## Exercise:
Each line in the data must be reproduced as written, except for any picture.

---- Recorded information

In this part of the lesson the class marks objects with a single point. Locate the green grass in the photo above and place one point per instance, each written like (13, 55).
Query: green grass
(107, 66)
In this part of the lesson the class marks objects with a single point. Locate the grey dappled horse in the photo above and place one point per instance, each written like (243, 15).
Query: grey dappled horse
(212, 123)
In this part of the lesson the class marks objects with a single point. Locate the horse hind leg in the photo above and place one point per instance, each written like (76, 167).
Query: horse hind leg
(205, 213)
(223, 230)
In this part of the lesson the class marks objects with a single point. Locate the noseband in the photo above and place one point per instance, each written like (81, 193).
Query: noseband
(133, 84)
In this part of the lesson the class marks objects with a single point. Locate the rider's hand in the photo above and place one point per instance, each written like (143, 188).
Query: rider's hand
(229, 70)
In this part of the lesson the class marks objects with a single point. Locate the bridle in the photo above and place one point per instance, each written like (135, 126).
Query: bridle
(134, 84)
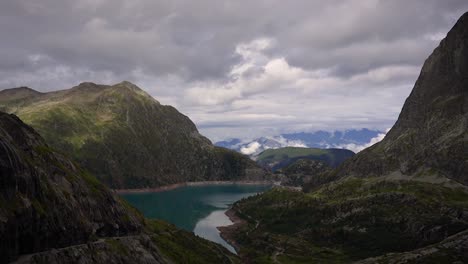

--------

## Your solution:
In this part of the lesson the class marks objects with a single point. Locate the green grass in the photo above and place one point per instance, each written like (13, 55).
Query: green grass
(107, 66)
In this part of the lesson the class marks objects with a single point. Locate the grey dappled horse in the photo above and place one point per instance, each written like (243, 15).
Query: grey dappled horse
(212, 123)
In this part of the lesson the class marks objects with a single point. Locate the horse hind leg in the photo above and place one point per instance, each written like (76, 167).
Query: horse hind leg
(205, 213)
(223, 230)
In this part of the lesson the class marks objects with a single point. Locate the noseband in the photo above and place one point per instance, each written like (81, 193).
Query: noseband
(133, 84)
In this part of the lesson the class marks objects with a single point. Locate the rider's hand in the photo above and place one point per instance, each written like (143, 188).
Query: rider's hand
(229, 70)
In this part of the lesson the class marks objects with a single point. Locate the bridle in the photo above and place one point per instance, each written like (135, 126).
Query: bridle
(134, 84)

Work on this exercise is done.